→ **EXTRAIT CHOISI**:
+===+
Cass. com., 13 septembre 2023, n° 22-15.296
COUR DE CASSATION
Arrêt
Cassation
COMPOSITION DE LA JURIDICTION
Président :
M. Vigneau
Rapporteur :
Mme Bélaval
Avocat général :
Mme Guinamant
Avocat :
SCP Piwnica et Molinié
Faits et procédure
1. Selon l'arrêt attaqué (Cayenne, 14 février 2022), le 26 mars 2018, le Centre de santé guyanais, devenu la société Hôpital privé [5], a été mis en redressement judiciaire, la société BR associés étant désignée mandataire judiciaire et la société AJAssociés administrateur. Le 21 novembre 2018, un plan de redressement a été arrêté, la société AJAssociés étant désignée commissaire à l'exécution du plan.
2. Le débiteur a porté à la connaissance du mandataire judiciaire la créance chirographaire de la société Electricité de France (la société EDF).
3. Par une ordonnance du 13 décembre 2019, le juge-commissaire a rejeté la créance aux motifs que, par une lettre du 10 décembre 2018, la créance avait été contestée et que la société EDF n'avait pas répondu dans le délai de 30 jours.
+===+
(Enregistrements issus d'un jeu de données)

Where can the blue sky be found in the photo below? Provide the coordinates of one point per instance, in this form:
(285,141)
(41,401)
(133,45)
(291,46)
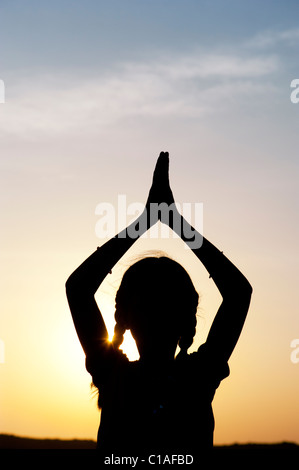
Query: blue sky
(94,91)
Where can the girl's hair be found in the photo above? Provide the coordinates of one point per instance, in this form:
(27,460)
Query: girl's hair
(157,291)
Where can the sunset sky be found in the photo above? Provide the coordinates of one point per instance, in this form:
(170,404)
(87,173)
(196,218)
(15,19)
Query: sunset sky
(94,90)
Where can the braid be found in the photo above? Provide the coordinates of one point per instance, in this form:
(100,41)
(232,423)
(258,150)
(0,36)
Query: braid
(120,325)
(189,326)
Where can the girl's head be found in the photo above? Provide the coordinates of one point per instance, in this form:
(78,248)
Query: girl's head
(157,301)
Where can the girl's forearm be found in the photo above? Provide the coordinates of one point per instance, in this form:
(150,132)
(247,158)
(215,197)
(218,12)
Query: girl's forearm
(91,273)
(224,273)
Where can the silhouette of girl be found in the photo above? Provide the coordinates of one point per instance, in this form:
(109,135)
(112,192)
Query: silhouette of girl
(160,404)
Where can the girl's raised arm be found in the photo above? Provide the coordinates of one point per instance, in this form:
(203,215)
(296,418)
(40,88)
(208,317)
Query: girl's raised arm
(83,283)
(232,284)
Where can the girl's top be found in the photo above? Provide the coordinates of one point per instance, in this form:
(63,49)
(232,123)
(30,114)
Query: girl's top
(156,410)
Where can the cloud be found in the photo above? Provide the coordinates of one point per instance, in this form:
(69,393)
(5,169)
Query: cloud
(269,38)
(182,86)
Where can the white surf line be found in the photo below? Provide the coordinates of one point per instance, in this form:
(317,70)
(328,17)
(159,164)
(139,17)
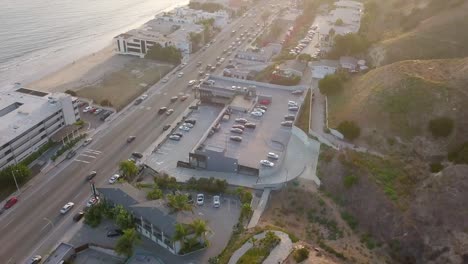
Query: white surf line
(88,156)
(82,161)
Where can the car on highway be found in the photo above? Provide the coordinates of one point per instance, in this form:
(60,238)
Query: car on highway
(174,137)
(91,175)
(216,201)
(137,155)
(200,199)
(114,233)
(92,201)
(12,201)
(77,217)
(267,163)
(236,138)
(162,110)
(66,207)
(256,113)
(272,155)
(287,123)
(35,260)
(184,128)
(241,120)
(236,130)
(114,178)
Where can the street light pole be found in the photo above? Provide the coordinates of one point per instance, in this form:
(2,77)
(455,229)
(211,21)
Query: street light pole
(16,183)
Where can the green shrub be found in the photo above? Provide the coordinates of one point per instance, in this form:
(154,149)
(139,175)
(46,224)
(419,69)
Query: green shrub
(350,180)
(441,126)
(349,129)
(436,167)
(301,254)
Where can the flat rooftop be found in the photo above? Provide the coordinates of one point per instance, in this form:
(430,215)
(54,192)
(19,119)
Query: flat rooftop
(22,109)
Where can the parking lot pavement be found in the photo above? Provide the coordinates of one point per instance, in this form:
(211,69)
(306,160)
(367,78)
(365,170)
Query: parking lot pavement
(220,222)
(166,156)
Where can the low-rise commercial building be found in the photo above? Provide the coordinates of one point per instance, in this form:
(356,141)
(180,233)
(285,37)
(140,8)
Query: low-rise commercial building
(29,118)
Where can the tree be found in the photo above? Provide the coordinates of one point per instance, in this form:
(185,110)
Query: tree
(441,126)
(128,168)
(179,202)
(124,245)
(331,84)
(181,232)
(123,218)
(349,129)
(200,228)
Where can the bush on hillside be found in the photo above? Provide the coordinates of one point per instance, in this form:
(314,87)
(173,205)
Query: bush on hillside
(349,129)
(441,126)
(331,84)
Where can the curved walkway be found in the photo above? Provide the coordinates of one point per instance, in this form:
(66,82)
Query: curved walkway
(277,255)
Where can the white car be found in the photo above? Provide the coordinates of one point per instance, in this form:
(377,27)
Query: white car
(200,199)
(267,163)
(254,113)
(184,128)
(87,109)
(66,207)
(216,201)
(114,178)
(272,155)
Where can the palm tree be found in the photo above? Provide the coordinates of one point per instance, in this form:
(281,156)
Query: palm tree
(180,232)
(128,168)
(200,228)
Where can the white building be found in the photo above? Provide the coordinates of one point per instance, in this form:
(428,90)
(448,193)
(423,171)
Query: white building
(29,118)
(166,33)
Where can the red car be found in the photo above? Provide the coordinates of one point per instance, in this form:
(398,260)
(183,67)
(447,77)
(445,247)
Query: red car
(12,201)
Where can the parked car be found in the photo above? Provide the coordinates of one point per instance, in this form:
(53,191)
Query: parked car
(250,125)
(255,113)
(66,207)
(200,199)
(162,110)
(267,163)
(174,137)
(77,217)
(241,120)
(137,155)
(287,123)
(114,233)
(12,201)
(170,111)
(216,201)
(236,138)
(272,155)
(114,178)
(91,175)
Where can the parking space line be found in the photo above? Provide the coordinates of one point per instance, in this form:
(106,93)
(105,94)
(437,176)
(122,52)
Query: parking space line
(84,161)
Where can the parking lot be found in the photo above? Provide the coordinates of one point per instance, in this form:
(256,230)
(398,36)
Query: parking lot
(166,156)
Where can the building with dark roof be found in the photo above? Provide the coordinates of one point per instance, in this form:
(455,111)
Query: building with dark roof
(153,218)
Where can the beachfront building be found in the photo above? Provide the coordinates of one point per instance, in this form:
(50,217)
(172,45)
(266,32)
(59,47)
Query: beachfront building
(166,33)
(153,218)
(28,120)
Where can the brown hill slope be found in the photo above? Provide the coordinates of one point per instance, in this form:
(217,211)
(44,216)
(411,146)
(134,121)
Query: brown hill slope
(395,103)
(433,31)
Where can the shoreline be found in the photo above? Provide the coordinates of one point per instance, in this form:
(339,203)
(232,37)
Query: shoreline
(84,70)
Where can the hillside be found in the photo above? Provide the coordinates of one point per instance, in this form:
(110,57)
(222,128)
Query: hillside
(419,30)
(393,105)
(425,222)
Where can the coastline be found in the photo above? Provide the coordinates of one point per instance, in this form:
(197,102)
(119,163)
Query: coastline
(88,69)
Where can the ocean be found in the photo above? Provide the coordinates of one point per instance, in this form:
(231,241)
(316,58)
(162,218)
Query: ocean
(38,37)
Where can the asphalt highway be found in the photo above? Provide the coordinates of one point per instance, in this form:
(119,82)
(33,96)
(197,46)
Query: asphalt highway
(34,225)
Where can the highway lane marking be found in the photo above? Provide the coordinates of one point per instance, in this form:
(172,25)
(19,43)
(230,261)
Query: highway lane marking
(82,161)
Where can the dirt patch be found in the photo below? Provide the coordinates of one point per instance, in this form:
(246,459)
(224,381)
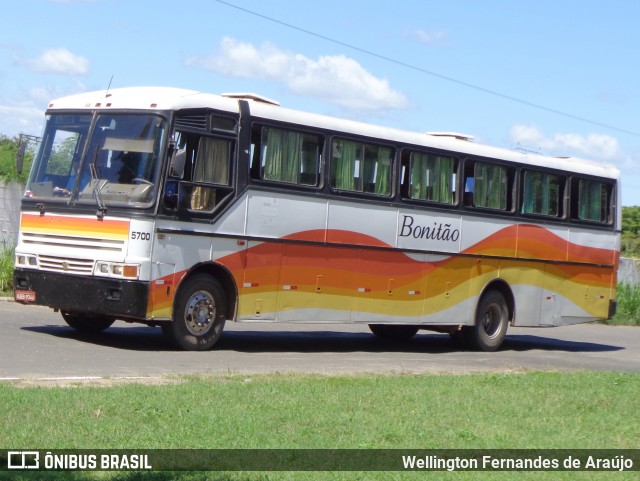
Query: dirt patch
(93,381)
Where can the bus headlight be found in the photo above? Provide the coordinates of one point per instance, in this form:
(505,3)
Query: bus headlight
(112,269)
(26,260)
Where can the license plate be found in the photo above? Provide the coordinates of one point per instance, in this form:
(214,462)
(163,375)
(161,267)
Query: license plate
(25,296)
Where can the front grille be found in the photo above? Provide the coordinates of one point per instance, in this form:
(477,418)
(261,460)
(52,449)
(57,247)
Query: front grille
(51,240)
(66,264)
(85,250)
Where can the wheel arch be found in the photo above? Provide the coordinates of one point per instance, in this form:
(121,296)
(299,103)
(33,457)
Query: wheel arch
(223,276)
(501,286)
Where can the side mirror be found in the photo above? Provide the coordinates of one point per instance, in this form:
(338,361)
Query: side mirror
(171,192)
(22,147)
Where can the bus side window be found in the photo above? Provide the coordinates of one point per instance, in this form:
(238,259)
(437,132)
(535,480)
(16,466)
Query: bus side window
(591,201)
(287,156)
(491,185)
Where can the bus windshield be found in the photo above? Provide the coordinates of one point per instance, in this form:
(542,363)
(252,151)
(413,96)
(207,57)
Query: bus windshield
(111,159)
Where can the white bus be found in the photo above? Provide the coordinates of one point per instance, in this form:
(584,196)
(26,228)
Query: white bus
(186,210)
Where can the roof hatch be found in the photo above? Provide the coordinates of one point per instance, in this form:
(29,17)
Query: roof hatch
(454,135)
(251,96)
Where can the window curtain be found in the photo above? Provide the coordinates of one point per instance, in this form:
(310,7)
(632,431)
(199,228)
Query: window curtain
(345,157)
(420,176)
(382,180)
(212,161)
(490,186)
(282,151)
(443,180)
(591,200)
(432,178)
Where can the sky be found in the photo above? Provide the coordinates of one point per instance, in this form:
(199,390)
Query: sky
(561,78)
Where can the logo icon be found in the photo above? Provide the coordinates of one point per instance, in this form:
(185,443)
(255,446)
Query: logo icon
(23,460)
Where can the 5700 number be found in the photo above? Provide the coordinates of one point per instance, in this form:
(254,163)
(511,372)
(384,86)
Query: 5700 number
(135,235)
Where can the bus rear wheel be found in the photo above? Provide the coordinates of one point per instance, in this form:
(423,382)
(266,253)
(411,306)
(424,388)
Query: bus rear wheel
(199,314)
(87,322)
(492,320)
(394,331)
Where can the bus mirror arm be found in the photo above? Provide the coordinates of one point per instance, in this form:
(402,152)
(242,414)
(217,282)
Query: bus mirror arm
(172,195)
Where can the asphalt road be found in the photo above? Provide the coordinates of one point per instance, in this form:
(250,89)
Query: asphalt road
(36,344)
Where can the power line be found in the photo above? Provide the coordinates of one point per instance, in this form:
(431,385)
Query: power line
(416,68)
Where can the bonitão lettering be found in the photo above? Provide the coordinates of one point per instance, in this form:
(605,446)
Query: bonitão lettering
(438,231)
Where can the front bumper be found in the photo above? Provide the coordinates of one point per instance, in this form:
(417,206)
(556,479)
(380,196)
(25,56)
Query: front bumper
(116,298)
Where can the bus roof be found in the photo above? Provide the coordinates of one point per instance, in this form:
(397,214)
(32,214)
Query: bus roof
(167,98)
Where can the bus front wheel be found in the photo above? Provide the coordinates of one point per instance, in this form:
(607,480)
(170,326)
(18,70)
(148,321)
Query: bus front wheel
(199,314)
(492,320)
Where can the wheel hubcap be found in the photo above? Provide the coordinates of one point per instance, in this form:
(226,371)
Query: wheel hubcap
(200,313)
(491,323)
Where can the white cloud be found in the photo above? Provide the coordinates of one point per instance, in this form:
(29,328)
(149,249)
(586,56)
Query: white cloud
(15,119)
(58,61)
(429,38)
(598,147)
(335,78)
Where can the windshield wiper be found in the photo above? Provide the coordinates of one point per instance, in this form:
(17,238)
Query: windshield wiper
(95,181)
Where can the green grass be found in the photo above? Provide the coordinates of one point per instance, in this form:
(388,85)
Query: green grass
(527,410)
(6,269)
(628,310)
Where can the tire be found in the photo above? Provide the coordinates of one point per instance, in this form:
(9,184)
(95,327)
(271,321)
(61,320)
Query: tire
(88,323)
(199,314)
(492,320)
(393,331)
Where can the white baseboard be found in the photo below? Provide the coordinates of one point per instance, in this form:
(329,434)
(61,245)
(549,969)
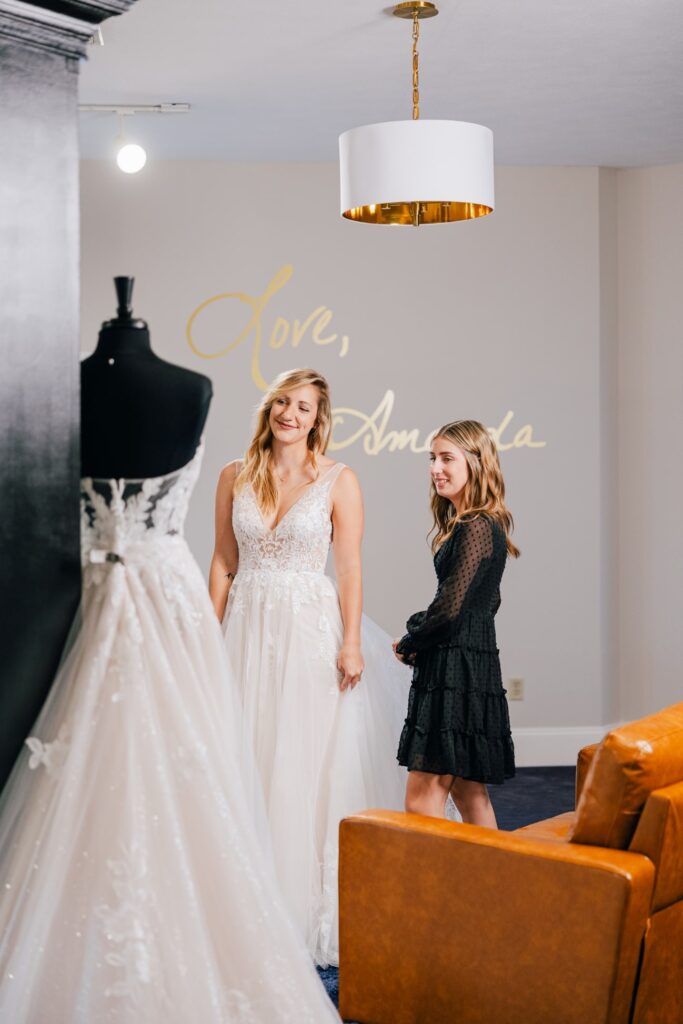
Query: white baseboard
(554,745)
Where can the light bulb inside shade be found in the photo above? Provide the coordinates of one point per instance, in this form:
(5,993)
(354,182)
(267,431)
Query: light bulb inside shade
(131,158)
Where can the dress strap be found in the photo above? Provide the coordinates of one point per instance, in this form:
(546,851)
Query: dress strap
(332,475)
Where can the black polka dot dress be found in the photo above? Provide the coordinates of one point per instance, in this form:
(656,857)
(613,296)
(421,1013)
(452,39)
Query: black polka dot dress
(458,722)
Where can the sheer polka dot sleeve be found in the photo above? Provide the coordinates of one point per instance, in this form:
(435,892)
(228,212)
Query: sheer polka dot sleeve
(471,550)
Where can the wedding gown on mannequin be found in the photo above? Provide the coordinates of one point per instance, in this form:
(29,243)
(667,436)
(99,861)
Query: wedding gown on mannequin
(133,887)
(322,754)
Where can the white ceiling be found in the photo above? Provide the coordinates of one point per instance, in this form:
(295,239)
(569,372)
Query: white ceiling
(595,82)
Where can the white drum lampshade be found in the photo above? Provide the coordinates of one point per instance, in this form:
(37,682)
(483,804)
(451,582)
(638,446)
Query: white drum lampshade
(416,172)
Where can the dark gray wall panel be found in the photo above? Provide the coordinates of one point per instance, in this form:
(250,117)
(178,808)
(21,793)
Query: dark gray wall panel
(39,349)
+===+
→ **EXERCICES**:
#1 D'après l'extrait, pour quelle raison le juge-commissaire a-t-il rejeté la créance de la société EDF ? Répondez en une à trois phrases.
#2 Présentez sous forme de liste le paragraphe de l'extrait qui commence par « Selon l'arrêt attaqué », en conservant ses faits principaux.

→ **CORRIGÉS DÉTAILLÉS**:
#1 Le juge-commissaire a rejeté la créance parce qu'elle avait été contestée par une lettre du 10 décembre 2018. La société EDF n'avait pas répondu à cette contestation dans le délai de 30 jours.

#2
- Arrêt attaqué : Cayenne, 14 février 2022.
- 26 mars 2018 : le Centre de santé guyanais, devenu la société Hôpital privé [5], est mis en redressement judiciaire.
- Mandataire judiciaire : la société BR associés.
- Administrateur : la société AJAssociés.
- 21 novembre 2018 : un plan de redressement est arrêté.
- Commissaire à l'exécution du plan : la société AJAssociés.